### Exercise input
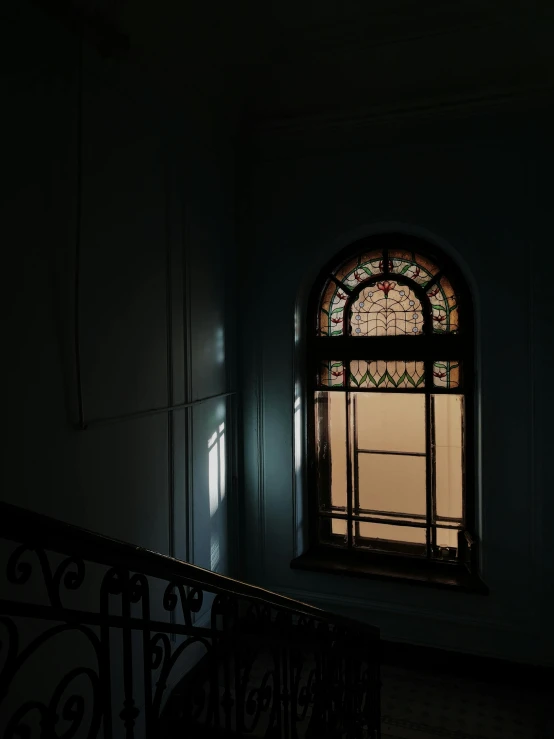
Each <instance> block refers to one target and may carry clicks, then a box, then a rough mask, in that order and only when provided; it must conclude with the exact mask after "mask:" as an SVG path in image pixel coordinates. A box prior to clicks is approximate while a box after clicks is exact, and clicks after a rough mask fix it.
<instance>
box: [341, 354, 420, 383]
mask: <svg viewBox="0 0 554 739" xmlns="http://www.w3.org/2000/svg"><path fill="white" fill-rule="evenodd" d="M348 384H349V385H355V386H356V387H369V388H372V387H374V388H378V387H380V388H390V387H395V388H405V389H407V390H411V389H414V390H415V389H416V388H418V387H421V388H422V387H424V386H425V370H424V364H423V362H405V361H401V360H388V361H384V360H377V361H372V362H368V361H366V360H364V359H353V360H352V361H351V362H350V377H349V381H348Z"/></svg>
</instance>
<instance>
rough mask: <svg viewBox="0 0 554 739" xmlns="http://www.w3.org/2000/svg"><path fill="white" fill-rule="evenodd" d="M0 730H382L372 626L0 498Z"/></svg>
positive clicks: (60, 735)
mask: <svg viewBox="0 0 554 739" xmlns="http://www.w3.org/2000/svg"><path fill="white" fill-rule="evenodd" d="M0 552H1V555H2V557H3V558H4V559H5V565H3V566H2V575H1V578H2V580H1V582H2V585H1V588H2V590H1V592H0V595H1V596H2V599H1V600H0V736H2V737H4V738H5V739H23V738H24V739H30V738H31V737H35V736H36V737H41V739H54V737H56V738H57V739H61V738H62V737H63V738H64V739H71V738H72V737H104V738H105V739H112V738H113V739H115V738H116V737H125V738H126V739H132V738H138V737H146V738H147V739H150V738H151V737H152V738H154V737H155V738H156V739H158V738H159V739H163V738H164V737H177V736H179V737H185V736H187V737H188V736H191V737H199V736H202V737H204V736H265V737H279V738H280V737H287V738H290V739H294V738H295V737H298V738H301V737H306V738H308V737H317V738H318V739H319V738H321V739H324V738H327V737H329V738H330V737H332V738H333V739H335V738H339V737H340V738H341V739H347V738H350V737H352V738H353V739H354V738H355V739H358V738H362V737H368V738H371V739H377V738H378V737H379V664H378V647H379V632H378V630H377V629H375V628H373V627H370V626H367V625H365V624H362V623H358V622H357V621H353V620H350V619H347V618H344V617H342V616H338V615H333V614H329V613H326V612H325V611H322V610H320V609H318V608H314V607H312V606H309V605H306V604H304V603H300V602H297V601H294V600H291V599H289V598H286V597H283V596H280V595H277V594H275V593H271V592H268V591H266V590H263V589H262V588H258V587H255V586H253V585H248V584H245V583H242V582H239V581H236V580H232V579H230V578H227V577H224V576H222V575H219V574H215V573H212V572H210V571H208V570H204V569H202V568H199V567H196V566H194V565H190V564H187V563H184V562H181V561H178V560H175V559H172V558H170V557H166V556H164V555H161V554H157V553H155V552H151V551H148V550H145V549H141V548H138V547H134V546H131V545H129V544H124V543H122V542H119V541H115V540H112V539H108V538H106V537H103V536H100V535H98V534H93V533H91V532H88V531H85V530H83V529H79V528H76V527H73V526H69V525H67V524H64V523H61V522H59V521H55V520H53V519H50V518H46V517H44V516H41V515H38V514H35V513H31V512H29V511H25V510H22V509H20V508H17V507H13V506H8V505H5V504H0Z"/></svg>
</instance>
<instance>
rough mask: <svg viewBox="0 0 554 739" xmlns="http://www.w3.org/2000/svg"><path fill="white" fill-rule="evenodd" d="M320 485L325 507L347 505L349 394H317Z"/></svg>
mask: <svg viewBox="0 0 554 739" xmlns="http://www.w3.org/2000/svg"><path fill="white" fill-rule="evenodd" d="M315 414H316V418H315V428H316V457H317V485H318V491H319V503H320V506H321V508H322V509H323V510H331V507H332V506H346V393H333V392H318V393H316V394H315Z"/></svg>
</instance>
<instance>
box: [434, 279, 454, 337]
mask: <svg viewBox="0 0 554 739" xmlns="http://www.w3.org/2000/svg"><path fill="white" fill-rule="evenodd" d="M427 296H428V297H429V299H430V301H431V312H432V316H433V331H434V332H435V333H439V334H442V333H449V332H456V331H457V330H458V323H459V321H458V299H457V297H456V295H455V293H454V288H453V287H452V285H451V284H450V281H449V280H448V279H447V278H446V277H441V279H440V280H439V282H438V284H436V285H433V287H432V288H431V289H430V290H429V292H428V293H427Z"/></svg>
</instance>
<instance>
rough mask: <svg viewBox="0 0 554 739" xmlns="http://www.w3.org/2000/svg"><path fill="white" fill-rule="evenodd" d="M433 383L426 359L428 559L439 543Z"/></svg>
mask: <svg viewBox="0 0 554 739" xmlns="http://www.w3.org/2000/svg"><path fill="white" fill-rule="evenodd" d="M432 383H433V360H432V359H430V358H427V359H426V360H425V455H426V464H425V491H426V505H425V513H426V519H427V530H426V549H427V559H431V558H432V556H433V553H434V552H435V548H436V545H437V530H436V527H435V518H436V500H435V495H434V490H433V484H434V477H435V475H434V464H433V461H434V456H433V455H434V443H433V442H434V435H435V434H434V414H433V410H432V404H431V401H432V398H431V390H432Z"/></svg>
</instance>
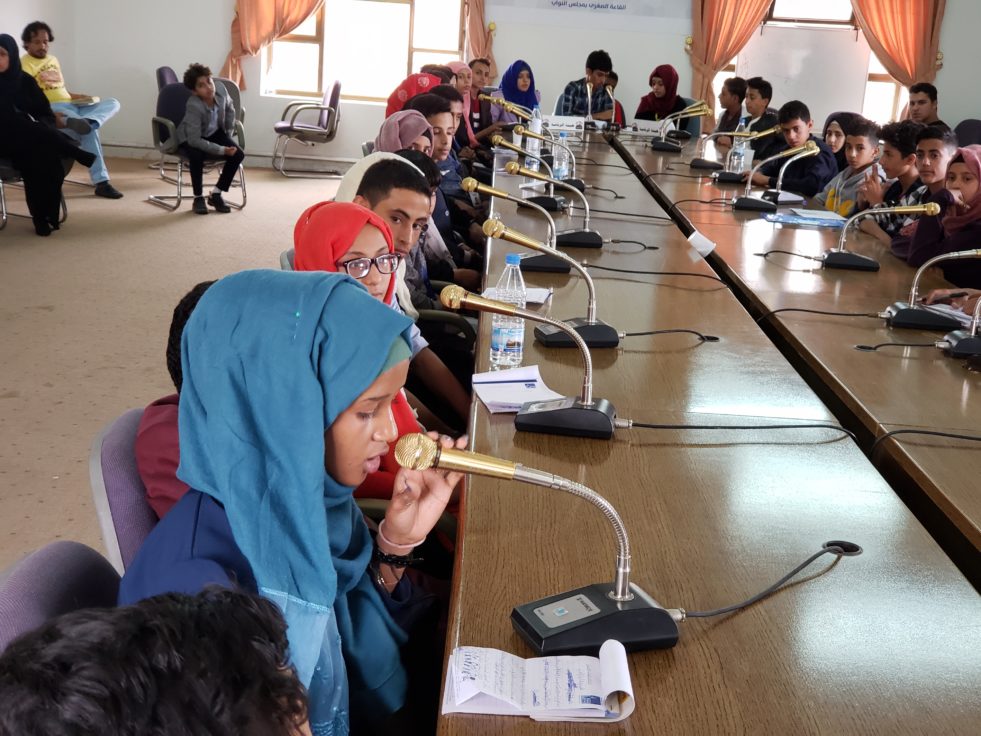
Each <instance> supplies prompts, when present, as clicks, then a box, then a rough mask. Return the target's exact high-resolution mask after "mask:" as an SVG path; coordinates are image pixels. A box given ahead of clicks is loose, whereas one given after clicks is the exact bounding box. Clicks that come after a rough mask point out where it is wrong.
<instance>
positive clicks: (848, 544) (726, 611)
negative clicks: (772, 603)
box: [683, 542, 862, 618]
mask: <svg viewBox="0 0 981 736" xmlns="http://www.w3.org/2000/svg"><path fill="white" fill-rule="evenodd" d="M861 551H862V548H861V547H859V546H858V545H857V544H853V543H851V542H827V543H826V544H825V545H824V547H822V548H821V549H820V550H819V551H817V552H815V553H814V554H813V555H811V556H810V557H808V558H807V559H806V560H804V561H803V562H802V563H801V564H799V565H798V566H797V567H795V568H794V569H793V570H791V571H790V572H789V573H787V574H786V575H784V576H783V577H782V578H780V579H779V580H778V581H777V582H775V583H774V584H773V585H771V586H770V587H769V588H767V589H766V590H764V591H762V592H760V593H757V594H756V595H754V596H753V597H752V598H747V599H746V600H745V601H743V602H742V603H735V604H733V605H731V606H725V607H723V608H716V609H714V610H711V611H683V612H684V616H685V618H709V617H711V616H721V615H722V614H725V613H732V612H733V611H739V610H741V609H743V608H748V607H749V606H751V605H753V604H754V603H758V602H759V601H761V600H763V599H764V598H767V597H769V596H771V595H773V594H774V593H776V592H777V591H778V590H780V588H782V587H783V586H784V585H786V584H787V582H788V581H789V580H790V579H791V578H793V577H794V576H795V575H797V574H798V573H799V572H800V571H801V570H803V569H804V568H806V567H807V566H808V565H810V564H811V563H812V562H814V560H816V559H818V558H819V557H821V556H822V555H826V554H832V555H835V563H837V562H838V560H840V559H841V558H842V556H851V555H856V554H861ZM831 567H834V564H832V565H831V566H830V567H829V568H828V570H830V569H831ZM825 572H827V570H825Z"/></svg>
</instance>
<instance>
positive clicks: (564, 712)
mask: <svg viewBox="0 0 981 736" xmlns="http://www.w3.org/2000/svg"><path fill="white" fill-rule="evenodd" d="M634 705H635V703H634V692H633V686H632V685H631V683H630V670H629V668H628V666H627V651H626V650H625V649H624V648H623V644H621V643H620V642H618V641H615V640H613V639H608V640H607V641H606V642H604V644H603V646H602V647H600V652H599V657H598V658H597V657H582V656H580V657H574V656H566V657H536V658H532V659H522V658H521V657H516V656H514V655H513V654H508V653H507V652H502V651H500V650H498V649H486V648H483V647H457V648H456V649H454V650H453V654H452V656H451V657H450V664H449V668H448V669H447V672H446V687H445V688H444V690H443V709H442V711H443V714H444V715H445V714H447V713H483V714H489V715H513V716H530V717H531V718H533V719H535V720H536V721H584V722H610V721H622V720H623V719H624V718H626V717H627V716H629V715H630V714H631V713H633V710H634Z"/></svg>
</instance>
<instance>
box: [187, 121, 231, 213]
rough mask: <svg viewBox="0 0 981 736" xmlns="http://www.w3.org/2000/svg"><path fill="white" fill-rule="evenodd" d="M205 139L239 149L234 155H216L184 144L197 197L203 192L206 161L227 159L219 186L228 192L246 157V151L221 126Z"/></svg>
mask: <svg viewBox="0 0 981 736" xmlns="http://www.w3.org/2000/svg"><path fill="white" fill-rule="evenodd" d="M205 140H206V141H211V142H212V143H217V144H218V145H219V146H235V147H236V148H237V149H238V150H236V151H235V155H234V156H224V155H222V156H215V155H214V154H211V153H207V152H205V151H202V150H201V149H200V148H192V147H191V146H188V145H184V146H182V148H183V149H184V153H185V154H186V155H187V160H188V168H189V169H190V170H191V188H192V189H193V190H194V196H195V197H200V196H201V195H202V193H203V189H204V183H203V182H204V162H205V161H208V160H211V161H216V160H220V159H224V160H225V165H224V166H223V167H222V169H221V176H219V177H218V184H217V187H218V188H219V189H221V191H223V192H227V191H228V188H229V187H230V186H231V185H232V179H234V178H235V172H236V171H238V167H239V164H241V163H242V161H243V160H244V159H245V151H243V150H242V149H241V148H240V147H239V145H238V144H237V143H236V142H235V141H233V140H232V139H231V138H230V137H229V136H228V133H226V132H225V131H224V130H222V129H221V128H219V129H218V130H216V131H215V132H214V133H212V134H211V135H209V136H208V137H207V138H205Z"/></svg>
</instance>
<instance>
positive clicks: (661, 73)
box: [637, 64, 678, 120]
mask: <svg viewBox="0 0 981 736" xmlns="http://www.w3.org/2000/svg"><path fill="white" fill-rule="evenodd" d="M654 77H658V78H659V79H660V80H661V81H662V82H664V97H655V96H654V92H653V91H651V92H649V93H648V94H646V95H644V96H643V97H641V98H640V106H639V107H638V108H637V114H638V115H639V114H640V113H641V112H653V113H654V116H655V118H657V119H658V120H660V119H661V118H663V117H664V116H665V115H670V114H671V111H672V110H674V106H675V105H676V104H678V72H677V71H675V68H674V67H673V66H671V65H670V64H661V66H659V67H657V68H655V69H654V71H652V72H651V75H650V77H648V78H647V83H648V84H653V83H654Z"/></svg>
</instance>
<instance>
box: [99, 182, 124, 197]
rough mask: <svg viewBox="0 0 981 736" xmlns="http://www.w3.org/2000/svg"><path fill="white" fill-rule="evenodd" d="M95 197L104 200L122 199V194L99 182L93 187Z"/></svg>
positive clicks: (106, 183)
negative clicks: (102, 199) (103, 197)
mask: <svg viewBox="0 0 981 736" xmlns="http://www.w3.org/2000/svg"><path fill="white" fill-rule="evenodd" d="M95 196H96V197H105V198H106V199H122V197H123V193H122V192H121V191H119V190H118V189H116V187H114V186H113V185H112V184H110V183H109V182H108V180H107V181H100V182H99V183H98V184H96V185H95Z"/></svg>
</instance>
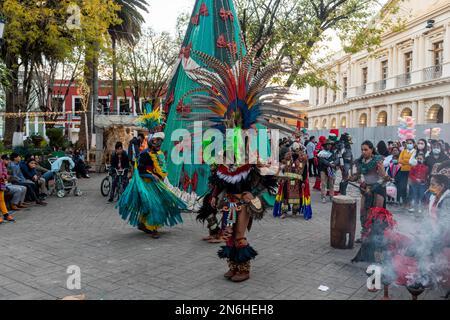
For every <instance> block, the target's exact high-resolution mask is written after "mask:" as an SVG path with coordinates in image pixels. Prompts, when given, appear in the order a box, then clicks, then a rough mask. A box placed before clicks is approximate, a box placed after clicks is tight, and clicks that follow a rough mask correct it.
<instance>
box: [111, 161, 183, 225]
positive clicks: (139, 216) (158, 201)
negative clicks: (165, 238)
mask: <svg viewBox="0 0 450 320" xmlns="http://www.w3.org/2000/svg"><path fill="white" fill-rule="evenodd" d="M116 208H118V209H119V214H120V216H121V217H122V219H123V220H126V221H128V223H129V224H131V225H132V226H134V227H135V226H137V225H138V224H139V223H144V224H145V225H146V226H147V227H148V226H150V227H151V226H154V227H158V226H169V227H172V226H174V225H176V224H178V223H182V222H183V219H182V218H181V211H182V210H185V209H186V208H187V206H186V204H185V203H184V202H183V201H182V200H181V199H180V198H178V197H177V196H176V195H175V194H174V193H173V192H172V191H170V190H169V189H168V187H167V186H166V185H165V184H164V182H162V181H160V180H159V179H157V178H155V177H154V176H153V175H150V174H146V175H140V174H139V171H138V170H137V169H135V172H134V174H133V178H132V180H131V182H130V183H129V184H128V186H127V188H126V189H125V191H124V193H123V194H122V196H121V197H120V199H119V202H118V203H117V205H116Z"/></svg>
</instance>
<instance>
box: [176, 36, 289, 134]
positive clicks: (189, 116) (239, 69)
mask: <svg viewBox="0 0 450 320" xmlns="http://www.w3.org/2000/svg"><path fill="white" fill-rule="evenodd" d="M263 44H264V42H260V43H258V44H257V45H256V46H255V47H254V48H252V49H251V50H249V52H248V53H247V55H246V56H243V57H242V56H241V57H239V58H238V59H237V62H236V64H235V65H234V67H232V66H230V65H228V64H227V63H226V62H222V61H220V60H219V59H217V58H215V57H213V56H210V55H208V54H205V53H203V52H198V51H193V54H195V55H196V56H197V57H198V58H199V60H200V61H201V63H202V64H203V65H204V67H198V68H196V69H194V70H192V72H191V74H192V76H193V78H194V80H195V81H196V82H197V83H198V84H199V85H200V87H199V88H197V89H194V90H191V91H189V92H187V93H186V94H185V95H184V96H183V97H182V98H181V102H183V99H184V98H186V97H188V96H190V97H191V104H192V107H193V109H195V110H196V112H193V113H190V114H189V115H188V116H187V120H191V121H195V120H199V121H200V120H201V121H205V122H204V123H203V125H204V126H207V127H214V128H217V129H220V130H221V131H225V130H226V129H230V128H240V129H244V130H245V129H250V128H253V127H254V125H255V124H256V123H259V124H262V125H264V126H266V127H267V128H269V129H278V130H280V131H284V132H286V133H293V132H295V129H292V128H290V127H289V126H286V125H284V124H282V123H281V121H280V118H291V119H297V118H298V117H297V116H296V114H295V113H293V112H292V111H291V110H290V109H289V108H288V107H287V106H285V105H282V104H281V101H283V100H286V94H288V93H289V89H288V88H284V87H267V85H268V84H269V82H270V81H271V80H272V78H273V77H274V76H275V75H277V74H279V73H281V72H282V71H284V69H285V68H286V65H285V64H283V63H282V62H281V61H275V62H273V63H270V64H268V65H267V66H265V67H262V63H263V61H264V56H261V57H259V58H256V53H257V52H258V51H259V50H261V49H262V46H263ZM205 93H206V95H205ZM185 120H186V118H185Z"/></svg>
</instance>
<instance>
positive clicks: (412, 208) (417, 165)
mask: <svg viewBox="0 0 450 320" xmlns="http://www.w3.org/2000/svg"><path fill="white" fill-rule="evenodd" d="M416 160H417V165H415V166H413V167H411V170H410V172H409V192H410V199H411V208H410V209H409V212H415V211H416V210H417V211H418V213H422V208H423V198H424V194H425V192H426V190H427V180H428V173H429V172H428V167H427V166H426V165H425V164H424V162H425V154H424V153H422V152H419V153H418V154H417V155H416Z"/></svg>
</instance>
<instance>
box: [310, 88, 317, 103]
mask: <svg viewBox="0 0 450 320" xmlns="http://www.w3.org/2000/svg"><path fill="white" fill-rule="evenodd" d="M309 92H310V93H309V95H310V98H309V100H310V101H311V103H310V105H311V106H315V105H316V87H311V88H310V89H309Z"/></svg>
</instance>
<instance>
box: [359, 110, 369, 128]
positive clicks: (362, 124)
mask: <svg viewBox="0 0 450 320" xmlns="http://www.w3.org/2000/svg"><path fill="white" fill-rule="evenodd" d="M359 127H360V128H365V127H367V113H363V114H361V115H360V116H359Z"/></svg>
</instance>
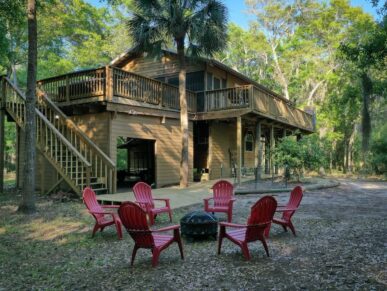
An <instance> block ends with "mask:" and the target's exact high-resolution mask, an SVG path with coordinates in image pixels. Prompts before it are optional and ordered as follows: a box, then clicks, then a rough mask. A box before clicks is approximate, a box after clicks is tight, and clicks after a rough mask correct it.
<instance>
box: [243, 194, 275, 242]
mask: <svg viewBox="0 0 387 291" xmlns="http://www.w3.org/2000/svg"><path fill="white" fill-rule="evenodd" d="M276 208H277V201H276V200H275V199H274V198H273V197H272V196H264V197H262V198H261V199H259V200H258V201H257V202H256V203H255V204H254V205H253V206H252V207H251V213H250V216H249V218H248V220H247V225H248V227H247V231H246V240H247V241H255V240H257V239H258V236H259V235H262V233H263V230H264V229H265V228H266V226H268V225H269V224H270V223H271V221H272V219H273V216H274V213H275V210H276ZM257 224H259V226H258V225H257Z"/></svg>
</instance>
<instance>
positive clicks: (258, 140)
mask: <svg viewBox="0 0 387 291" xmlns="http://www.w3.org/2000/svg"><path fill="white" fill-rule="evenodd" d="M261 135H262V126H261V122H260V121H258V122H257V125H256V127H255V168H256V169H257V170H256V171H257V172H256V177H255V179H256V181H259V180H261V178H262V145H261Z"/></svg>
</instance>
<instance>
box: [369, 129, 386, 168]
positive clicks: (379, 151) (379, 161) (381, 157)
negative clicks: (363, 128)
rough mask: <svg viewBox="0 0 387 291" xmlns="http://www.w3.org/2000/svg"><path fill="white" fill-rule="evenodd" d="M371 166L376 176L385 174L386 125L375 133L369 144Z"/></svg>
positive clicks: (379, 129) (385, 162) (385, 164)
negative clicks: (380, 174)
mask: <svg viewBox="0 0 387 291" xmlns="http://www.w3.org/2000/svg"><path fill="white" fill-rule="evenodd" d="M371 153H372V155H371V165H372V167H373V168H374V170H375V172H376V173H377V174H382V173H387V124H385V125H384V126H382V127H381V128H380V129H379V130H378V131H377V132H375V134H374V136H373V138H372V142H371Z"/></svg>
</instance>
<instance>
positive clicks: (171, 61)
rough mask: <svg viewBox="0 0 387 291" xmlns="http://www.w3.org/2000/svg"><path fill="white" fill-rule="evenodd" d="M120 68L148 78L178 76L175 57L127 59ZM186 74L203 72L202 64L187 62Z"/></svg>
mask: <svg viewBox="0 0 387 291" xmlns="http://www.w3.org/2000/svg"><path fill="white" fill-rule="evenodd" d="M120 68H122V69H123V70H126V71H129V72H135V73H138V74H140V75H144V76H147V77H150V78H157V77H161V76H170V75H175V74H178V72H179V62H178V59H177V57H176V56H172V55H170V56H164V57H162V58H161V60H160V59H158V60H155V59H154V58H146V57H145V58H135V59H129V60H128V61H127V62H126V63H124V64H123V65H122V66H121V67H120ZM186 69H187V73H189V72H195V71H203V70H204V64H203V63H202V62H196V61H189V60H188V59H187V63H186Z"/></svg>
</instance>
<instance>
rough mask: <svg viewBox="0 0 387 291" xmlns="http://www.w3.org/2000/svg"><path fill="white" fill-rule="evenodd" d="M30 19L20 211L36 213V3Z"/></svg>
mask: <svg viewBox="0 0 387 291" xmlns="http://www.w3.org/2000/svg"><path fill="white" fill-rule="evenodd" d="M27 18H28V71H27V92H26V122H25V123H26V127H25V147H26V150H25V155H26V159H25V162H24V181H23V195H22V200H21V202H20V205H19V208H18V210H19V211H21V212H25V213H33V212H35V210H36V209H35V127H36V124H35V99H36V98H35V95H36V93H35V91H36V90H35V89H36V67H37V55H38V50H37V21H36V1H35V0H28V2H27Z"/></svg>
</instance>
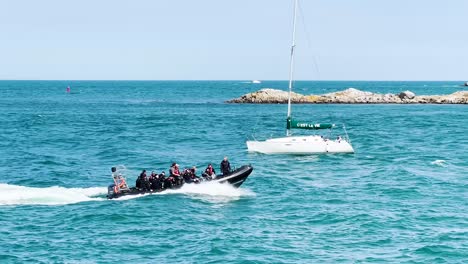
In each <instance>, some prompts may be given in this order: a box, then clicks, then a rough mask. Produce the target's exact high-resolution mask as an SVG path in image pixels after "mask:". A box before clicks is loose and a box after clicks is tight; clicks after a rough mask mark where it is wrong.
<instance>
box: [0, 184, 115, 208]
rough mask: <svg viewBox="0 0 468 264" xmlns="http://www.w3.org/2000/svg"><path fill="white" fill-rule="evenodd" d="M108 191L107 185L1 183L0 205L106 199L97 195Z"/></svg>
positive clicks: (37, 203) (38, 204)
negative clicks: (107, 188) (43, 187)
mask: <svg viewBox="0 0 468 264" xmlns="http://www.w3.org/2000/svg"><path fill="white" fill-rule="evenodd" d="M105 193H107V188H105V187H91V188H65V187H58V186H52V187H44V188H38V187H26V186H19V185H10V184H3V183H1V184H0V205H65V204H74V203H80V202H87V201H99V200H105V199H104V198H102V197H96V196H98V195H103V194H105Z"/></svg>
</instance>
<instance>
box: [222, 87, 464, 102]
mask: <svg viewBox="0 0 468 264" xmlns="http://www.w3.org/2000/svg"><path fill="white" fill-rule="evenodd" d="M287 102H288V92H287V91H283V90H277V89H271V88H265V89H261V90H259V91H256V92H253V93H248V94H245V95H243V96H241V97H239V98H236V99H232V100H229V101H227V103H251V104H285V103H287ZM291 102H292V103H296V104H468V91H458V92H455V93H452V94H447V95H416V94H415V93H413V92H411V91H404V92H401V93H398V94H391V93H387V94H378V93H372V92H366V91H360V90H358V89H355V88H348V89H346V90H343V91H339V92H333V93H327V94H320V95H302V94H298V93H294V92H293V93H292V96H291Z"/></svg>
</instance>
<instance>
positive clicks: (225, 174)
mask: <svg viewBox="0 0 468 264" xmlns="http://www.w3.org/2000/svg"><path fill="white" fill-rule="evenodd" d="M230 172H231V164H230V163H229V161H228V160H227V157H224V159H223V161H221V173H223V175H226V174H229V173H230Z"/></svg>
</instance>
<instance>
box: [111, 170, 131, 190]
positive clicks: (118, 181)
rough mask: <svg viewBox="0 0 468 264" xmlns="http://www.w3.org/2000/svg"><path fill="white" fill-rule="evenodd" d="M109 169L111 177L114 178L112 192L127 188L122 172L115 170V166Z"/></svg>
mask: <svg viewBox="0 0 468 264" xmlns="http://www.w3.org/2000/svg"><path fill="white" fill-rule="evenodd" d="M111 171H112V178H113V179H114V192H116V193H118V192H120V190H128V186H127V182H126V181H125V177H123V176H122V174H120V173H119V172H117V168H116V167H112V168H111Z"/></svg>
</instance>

### What to work on
Search the listing above for the word "block", and copy every line that has it.

### Answer to this exercise
Each <instance> block refers to one target and may carry clicks, then a box, then a rough mask, in that order and only when provided; it must conclude with the exact mask after "mask:" as an SVG path in image pixel coordinates. A box prior to clicks is approximate while a box after clicks is exact, and clicks after a rough mask fix it.
For every <instance> block, the target's exact high-resolution mask is written after "mask:" as an SVG path with coordinates in image pixels. Prompts, when given, appear in the order a box, then clicks, then a rough mask. A box placed before clicks is approximate, a box placed after clicks is tight, and clicks that follow a rough mask correct it.
An <instance> block ends with "mask:" and the target's exact high-resolution mask, an SVG path with coordinates in image pixels. Prompts before it are optional and ordered as follows: a box, then clicks, then a rough mask. A box before clicks is approximate, a box after clicks is tight, and clicks after a rough mask correct it.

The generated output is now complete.